== PROBLEM DESCRIPTION ==
Each record below should be output verbatim, without pictures.

== DATA PROVIDED ==
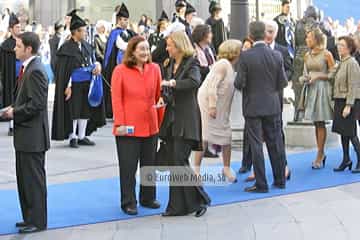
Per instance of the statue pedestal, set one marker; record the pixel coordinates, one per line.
(302, 134)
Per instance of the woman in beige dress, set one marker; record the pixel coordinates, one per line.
(215, 98)
(317, 104)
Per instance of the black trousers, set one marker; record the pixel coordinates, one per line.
(130, 151)
(31, 183)
(79, 103)
(247, 160)
(269, 128)
(184, 200)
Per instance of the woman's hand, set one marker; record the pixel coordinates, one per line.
(171, 83)
(346, 111)
(121, 131)
(312, 78)
(212, 112)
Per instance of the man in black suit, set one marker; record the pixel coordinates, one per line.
(31, 134)
(261, 78)
(54, 44)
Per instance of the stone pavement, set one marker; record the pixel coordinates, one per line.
(326, 214)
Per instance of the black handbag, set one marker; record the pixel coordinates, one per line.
(162, 157)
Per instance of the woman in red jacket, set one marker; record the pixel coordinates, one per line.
(135, 93)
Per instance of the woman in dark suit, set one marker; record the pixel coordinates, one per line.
(181, 127)
(135, 91)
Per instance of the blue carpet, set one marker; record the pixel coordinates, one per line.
(98, 201)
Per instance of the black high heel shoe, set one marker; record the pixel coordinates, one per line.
(343, 166)
(201, 211)
(322, 165)
(288, 177)
(357, 169)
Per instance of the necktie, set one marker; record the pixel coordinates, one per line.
(21, 73)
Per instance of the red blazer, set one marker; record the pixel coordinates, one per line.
(134, 95)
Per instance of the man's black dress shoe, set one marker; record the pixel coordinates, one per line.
(201, 211)
(254, 189)
(74, 143)
(153, 205)
(30, 229)
(130, 210)
(21, 224)
(86, 142)
(243, 170)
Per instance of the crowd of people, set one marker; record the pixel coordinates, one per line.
(169, 92)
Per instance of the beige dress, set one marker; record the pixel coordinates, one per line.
(217, 91)
(318, 102)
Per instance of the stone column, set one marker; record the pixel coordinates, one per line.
(239, 18)
(239, 30)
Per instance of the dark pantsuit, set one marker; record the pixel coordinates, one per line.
(268, 127)
(31, 182)
(130, 151)
(184, 200)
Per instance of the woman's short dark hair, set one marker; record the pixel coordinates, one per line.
(248, 39)
(350, 43)
(129, 59)
(30, 39)
(200, 32)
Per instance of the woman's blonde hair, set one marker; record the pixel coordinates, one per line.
(182, 43)
(230, 49)
(319, 37)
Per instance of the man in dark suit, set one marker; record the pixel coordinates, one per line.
(31, 134)
(261, 77)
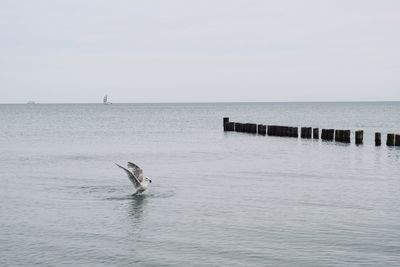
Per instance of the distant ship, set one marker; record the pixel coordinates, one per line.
(105, 102)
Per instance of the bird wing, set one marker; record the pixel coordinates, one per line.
(136, 170)
(131, 176)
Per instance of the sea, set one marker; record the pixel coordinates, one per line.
(216, 198)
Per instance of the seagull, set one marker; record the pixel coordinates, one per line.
(135, 175)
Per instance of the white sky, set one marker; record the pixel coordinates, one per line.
(195, 51)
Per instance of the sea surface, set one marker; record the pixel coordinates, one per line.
(217, 199)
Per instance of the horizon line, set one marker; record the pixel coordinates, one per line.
(201, 102)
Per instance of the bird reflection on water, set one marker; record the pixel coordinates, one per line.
(137, 204)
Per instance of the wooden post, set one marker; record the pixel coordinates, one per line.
(323, 134)
(253, 128)
(296, 132)
(230, 126)
(262, 129)
(397, 140)
(378, 139)
(226, 120)
(270, 129)
(359, 137)
(329, 134)
(238, 127)
(306, 132)
(346, 136)
(390, 140)
(316, 133)
(338, 136)
(278, 130)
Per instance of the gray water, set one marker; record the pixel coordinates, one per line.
(217, 199)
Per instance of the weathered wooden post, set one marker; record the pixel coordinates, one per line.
(397, 140)
(390, 140)
(226, 120)
(238, 127)
(378, 139)
(296, 132)
(278, 130)
(338, 135)
(329, 134)
(253, 128)
(316, 133)
(270, 130)
(230, 126)
(286, 131)
(323, 134)
(346, 136)
(260, 129)
(359, 137)
(306, 132)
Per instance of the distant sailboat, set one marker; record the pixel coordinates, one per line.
(105, 102)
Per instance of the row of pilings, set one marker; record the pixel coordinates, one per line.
(342, 136)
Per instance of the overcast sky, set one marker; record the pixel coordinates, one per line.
(195, 51)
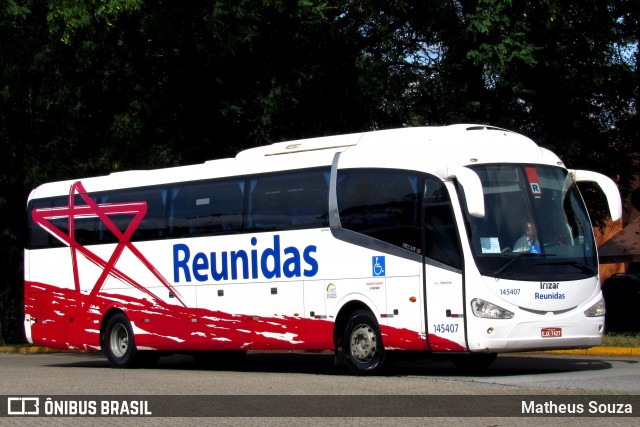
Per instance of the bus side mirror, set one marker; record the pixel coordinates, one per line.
(470, 181)
(608, 187)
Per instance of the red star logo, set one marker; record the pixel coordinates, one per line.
(104, 211)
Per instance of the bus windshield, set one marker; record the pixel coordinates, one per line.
(536, 226)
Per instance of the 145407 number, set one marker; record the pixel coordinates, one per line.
(445, 328)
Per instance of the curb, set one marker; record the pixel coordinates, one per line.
(594, 351)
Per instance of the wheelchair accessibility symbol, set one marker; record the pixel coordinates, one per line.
(377, 263)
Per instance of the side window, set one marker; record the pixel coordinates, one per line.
(383, 204)
(287, 201)
(206, 208)
(441, 236)
(39, 238)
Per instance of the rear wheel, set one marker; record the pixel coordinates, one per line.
(118, 342)
(362, 344)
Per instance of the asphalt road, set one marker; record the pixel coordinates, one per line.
(286, 378)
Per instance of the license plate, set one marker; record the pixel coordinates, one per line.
(551, 332)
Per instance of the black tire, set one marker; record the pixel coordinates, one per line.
(474, 361)
(362, 344)
(118, 342)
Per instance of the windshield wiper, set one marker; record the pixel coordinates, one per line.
(499, 271)
(582, 267)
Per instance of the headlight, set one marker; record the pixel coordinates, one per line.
(598, 309)
(482, 308)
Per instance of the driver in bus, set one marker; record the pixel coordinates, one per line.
(528, 242)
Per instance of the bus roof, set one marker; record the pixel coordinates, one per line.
(436, 150)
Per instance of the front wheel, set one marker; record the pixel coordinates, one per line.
(118, 342)
(362, 344)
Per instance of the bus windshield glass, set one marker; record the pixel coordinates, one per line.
(536, 226)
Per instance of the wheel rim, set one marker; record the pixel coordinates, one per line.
(119, 340)
(363, 343)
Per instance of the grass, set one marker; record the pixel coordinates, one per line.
(621, 340)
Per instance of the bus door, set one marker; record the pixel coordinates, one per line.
(443, 278)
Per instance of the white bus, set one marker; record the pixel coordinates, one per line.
(461, 241)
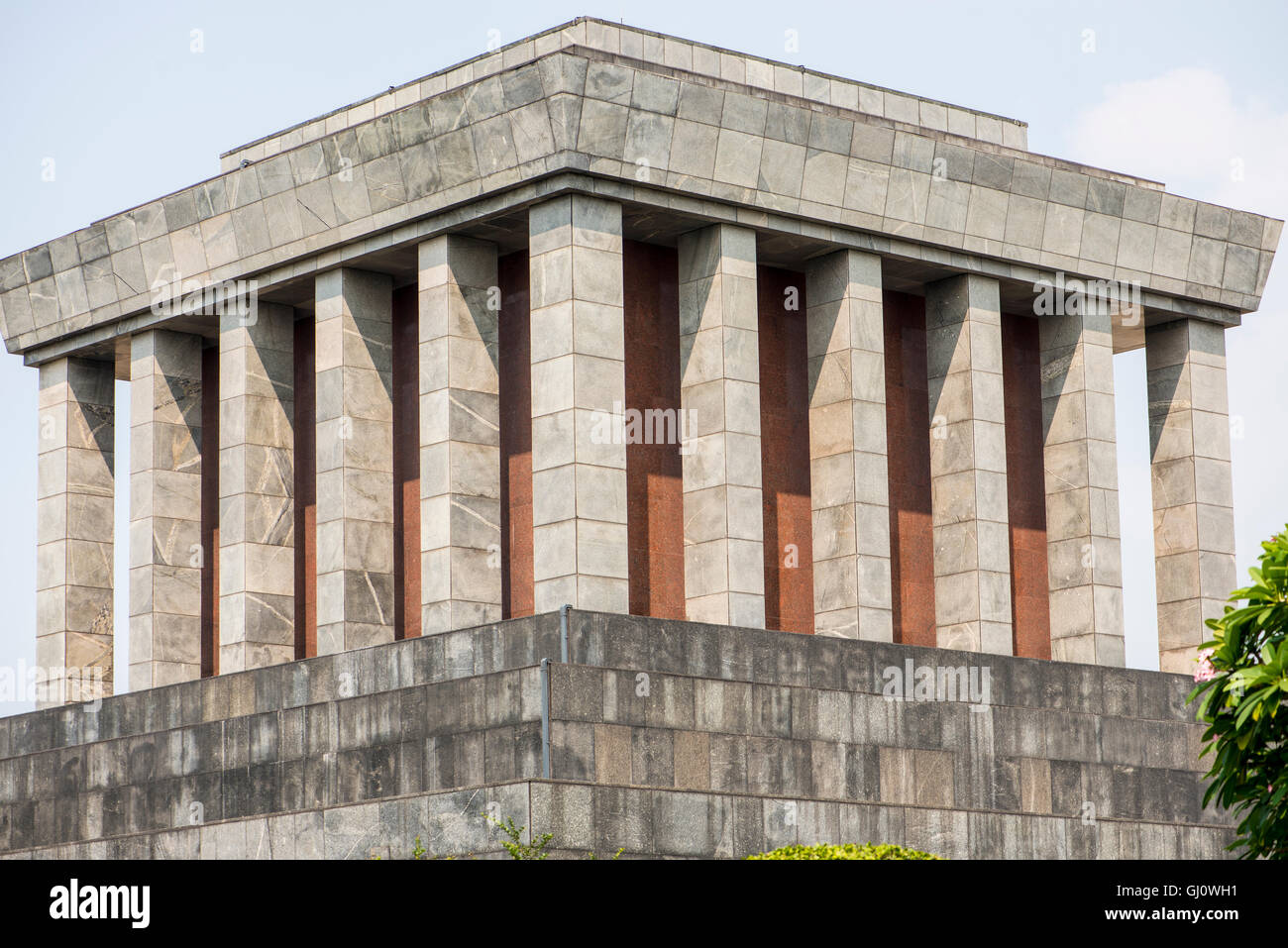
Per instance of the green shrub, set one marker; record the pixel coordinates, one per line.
(1243, 678)
(868, 850)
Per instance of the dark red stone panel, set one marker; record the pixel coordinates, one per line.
(655, 488)
(210, 511)
(406, 402)
(305, 492)
(515, 395)
(785, 453)
(912, 545)
(1025, 485)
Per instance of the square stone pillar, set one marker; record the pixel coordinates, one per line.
(1189, 434)
(724, 561)
(1081, 463)
(967, 466)
(165, 507)
(257, 484)
(355, 460)
(75, 489)
(579, 385)
(460, 434)
(849, 481)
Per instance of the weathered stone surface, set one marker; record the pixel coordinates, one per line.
(579, 389)
(355, 459)
(724, 566)
(848, 447)
(967, 466)
(1081, 463)
(866, 163)
(1189, 436)
(73, 530)
(165, 507)
(460, 434)
(257, 480)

== PROBLEM SOLUTION ==
Per instance of the statue pedestal, set one marker; record the pixel coordinates, one per line.
(302, 134)
Per instance of the woman in beige dress, set one marker; record the pixel coordinates, one per line.
(215, 98)
(317, 104)
Per instance of the black trousers, set one marker; record the pixel coordinates, one per line.
(130, 151)
(31, 183)
(79, 103)
(247, 160)
(269, 128)
(184, 200)
Per instance of the woman's hand, set one marker; record the pixel coordinates, one per line.
(171, 83)
(346, 111)
(121, 131)
(312, 78)
(212, 112)
Per instance of the man in black suit, set one marker; record the pixel coordinates, one per line.
(31, 134)
(261, 78)
(54, 44)
Per instance of the stone pavement, set one marker; record the pixel coordinates, one per line.
(326, 214)
Per instance of the black handbag, set one marker; record the pixel coordinates, one per line.
(162, 157)
Per instance of the woman in red jacket, set one marker; record the pixel coordinates, one per line.
(135, 93)
Per instance of the woman in dark suit, set one marker; record the pixel coordinates, one per line.
(181, 127)
(135, 91)
Per instance of the blue carpet, set one marker; record the pixel coordinates, one per line.
(98, 201)
Per instance of the black high heel shoe, set one marker; record the pixel coordinates, one per line.
(343, 166)
(201, 211)
(322, 165)
(288, 177)
(357, 169)
Per instance of the necktie, set one marker; record the pixel coordinates, one per line.
(21, 73)
Per instance of the red blazer, set one marker; record the pixel coordinates, one per line.
(134, 95)
Per instance of the man's black dress shoe, set one marker; record the pixel coordinates, one per line.
(201, 211)
(254, 189)
(74, 143)
(153, 205)
(30, 229)
(130, 210)
(21, 224)
(86, 142)
(243, 170)
Per instance of the crowd of people, set one marker; record the pixel coordinates, one per line.
(169, 92)
Per instance of the beige dress, set one marker; record the pixel coordinates, one per line.
(217, 91)
(318, 102)
Per instance of the stone column, set one marker; record the pixel coordinates, one per line.
(239, 18)
(239, 30)
Per instance of the dark pantsuit, set one marker; record the pixel coordinates, one per line.
(268, 127)
(31, 182)
(130, 151)
(184, 200)
Per instance of the woman's short dark hair, set one marker; record the pixel coordinates, one per line.
(248, 39)
(350, 43)
(129, 59)
(30, 39)
(200, 32)
Per instance of the woman's blonde hair, set one marker; record the pixel coordinates, one per line.
(182, 43)
(230, 49)
(319, 37)
Per instance of the man in dark suit, set one marker; record the pixel coordinates, one per line.
(31, 134)
(261, 77)
Per instance of the distant ship, set one marker; record the pixel coordinates, one per line.
(105, 102)
Per instance of the bird wing, set one marker; record the pixel coordinates, one per line.
(136, 170)
(131, 176)
Per instance of the sea, set one marker; record the pixel coordinates, one per line.
(216, 198)
Per instance of the seagull, set one marker; record the pixel coordinates, one per line.
(135, 175)
Per instance of the white sky, set one marker; record the pixel coordinates, one per line.
(195, 51)
Per instance of the sea surface, set one marker; record the pixel coordinates, one per line.
(217, 199)
Per instance of the horizon line, set one marker; record the pixel coordinates, one per line.
(201, 102)
Per instance of the bird reflection on water, set one marker; record the pixel coordinates, one per line.
(137, 204)
Per instance of the wooden post, set one marker; record the pixel coordinates, one per line.
(323, 134)
(253, 128)
(296, 132)
(230, 126)
(262, 129)
(397, 140)
(378, 139)
(226, 120)
(270, 129)
(359, 137)
(329, 134)
(238, 127)
(306, 132)
(346, 136)
(390, 140)
(316, 133)
(338, 136)
(278, 130)
Per instance of the gray water, set one marker; record the pixel coordinates, one per line.
(217, 199)
Per instance of the weathered wooden post, set one marker; record the pixel coordinates, one per line.
(397, 140)
(390, 140)
(226, 120)
(238, 127)
(378, 139)
(296, 132)
(278, 130)
(338, 135)
(329, 134)
(253, 128)
(316, 133)
(270, 130)
(230, 126)
(286, 131)
(323, 134)
(346, 136)
(260, 129)
(359, 137)
(306, 132)
Per instance of the distant sailboat, set one marker; record the pixel coordinates, one per line.
(105, 102)
Per instance of the row of pilings, set one marker; record the pixel coordinates, one per line.
(342, 136)
Per instance of the overcast sky, set one marker; record the pixel coordinates, one per line.
(195, 51)
Per instance of the bus side mirror, set one marker; record the pixel coordinates, one per line.
(470, 181)
(608, 187)
Per instance of the red star logo, set one marker; record the pixel coordinates, one per line.
(104, 211)
Per instance of the bus windshield, set one marker; record the pixel coordinates, one per line.
(536, 226)
Per instance of the 145407 number, set one marker; record the pixel coordinates, one per line.
(445, 328)
Per instance of the curb, set one marker; record the pixel coordinates, one per line.
(594, 351)
Per instance of the wheelchair accessibility symbol, set one marker; record the pixel coordinates, one per line.
(377, 263)
Per instance of the side window, set one marker; record the pixel coordinates, one per line.
(383, 204)
(287, 201)
(206, 208)
(441, 236)
(39, 238)
Per instance of the rear wheel, set one marker; record the pixel coordinates, one per line.
(118, 342)
(362, 344)
Per instance of the asphalt road, set one marker; record the pixel coordinates, one per line.
(286, 378)
Per instance of the license plate, set one marker; record the pixel coordinates, one per line.
(551, 332)
Per instance of the black tire, set one marker; record the pixel coordinates, one per line.
(474, 361)
(362, 344)
(118, 342)
Per instance of the windshield wiper, set one marker; record the pixel coordinates, one per line.
(499, 271)
(582, 267)
Per instance of the headlight, set one marker; record the pixel coordinates, one per line.
(598, 309)
(482, 308)
Per instance of the driver in bus, set one marker; record the pixel coordinates, one per line.
(528, 242)
Per instance of the bus roof, set one marker; record the pixel coordinates, one per line.
(436, 150)
Per instance of the front wheel, set one marker; record the pixel coordinates, one per line.
(118, 342)
(362, 344)
Per instance of the bus windshield glass, set one marker; record the pixel coordinates, one per line.
(536, 226)
Per instance of the wheel rim, set one marker; record the pixel coordinates, one per line.
(119, 340)
(363, 343)
Per instance of the grass, set one marker; record the pixel coordinates, one per line.
(621, 340)
Per instance of the bus door, set one marker; record the pixel coordinates, one per line.
(443, 278)
Per instance of the white bus, set one marker; record the pixel coordinates, one per line.
(461, 241)
Per instance of the green shrub, set one marker; record the pixel coordinates, one per line.
(1243, 678)
(868, 850)
Per instance of the dark red stone panel, set one marker; record the pixel coordinates, one per line.
(655, 488)
(210, 511)
(406, 402)
(305, 492)
(515, 395)
(785, 453)
(912, 545)
(1025, 485)
Per instance of the square stone pillar, set one marker; record the pixel coordinates, one per line.
(1189, 434)
(724, 561)
(1081, 463)
(967, 466)
(165, 507)
(257, 484)
(355, 460)
(75, 489)
(579, 385)
(460, 434)
(849, 481)
Per instance of the weathered stone surface, set one marker; record the pixel coordinates, one per line.
(579, 389)
(355, 459)
(724, 566)
(848, 447)
(967, 466)
(1081, 463)
(866, 163)
(1189, 436)
(73, 530)
(165, 507)
(460, 434)
(257, 480)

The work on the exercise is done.